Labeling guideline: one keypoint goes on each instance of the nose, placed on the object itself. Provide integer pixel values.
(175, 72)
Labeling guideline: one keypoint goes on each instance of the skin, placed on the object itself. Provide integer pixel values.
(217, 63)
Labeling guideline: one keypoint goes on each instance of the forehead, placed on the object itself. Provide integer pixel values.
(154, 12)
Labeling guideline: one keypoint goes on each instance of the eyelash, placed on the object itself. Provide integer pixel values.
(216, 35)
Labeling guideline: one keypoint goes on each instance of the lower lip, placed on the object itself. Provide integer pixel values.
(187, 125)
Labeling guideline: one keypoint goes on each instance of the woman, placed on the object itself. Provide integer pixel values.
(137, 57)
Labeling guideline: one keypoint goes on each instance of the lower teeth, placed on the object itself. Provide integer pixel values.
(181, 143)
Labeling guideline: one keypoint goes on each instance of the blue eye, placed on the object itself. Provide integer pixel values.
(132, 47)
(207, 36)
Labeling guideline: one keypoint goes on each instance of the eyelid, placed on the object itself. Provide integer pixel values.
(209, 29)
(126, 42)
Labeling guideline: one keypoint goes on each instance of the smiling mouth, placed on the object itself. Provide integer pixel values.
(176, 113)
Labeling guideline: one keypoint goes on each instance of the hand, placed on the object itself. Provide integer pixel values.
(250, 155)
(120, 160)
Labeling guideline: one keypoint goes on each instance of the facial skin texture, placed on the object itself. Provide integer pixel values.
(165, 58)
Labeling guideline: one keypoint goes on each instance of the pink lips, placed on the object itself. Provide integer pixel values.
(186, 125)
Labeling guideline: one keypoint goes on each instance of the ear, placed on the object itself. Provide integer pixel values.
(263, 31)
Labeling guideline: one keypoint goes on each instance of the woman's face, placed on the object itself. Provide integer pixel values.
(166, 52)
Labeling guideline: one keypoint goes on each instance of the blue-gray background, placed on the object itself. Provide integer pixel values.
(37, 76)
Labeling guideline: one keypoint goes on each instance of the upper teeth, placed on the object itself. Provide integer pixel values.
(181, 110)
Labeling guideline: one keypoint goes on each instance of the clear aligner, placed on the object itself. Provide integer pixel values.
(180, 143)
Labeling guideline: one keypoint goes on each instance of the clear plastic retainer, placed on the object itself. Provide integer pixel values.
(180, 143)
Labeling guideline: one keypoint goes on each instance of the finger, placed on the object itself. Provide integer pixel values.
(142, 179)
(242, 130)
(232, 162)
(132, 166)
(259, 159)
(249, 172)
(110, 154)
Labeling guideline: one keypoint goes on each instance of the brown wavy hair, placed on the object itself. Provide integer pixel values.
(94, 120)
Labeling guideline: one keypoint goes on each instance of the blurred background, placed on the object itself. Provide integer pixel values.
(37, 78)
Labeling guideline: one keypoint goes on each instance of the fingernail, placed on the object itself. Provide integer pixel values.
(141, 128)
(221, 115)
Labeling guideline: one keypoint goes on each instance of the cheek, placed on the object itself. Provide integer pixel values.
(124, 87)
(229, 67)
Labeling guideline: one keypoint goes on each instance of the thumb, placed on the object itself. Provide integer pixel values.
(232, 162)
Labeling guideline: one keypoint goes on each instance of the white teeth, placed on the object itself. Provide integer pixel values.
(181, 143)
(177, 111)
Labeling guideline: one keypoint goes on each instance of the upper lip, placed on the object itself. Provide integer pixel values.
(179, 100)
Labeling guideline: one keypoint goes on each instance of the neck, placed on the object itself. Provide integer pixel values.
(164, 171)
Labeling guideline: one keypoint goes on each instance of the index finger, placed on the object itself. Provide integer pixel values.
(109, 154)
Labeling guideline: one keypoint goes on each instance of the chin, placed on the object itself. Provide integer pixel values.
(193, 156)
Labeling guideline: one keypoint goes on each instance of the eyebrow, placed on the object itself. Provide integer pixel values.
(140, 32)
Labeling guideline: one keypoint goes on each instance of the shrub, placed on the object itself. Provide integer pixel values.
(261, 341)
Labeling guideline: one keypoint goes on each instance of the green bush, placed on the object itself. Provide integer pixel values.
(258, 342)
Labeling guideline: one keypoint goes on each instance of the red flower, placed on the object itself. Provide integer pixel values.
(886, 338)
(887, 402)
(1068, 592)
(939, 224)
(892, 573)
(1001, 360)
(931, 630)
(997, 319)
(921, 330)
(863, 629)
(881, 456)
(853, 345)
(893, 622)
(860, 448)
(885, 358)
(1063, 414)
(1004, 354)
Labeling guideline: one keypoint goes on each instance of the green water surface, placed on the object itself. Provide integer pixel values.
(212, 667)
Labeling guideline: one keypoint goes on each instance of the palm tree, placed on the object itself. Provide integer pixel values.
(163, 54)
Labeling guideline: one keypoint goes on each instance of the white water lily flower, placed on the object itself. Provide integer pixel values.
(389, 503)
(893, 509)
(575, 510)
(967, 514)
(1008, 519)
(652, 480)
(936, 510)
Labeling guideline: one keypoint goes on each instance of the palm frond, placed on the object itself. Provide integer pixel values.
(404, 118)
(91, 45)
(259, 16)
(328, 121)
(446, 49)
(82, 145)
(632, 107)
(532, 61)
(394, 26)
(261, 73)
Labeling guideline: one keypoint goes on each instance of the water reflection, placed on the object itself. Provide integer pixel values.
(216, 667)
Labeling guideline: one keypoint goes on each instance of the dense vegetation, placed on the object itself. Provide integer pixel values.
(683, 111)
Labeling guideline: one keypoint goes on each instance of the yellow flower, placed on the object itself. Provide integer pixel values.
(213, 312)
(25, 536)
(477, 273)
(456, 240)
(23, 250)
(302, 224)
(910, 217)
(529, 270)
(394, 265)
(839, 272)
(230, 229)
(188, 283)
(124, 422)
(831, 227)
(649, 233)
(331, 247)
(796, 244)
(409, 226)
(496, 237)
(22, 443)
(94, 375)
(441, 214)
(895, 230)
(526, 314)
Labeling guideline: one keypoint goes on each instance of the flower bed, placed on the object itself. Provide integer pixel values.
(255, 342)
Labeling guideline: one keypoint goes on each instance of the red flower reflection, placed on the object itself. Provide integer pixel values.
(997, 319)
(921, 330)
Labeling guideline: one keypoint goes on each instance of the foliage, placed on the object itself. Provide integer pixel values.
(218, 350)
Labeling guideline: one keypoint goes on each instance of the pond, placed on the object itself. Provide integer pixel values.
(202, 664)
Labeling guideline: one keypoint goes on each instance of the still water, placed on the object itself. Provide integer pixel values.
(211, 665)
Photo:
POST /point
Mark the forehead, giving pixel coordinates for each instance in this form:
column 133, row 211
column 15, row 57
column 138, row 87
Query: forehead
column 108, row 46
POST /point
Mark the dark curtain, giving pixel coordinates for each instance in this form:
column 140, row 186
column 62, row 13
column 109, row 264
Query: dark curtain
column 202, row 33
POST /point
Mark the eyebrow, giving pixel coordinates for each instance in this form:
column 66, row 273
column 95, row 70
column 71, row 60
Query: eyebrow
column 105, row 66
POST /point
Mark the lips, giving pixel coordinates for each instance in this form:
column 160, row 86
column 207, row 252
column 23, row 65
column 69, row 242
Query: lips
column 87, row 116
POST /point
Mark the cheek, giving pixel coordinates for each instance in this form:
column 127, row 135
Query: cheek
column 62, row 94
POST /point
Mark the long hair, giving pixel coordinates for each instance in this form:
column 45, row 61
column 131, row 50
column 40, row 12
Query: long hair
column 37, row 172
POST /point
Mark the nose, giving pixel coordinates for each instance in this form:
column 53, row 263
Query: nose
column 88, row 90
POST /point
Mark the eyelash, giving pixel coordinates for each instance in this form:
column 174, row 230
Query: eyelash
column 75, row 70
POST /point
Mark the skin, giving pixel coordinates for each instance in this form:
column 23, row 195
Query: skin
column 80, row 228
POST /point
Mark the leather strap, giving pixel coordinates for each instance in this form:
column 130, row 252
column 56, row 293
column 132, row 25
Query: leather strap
·····
[Task brief]
Repeat exactly the lines of the listing above, from the one with "column 207, row 252" down to the one with "Mark the leather"; both of those lines belong in the range.

[Exercise result]
column 207, row 252
column 23, row 65
column 69, row 242
Query: lips
column 87, row 116
POST /point
Mark the cheek, giving pixel coordinates for each instance in this form:
column 127, row 135
Query: cheek
column 62, row 94
POST /point
Mark the long hair, giving pixel coordinates for each instance in this form:
column 45, row 61
column 131, row 50
column 40, row 12
Query: long hair
column 37, row 172
POST /point
Mark the nose, giving pixel coordinates for each instance in this form:
column 53, row 263
Query: nose
column 88, row 90
POST /point
Mark the eyelash, giving pixel coordinates for each instance in this form:
column 174, row 230
Query: eyelash
column 75, row 70
POST /point
Mark the skin, giving pixel coordinates for each instance in this form:
column 23, row 195
Query: skin
column 80, row 228
POST /point
Mark the leather strap, giving pixel coordinates for each instance in this form:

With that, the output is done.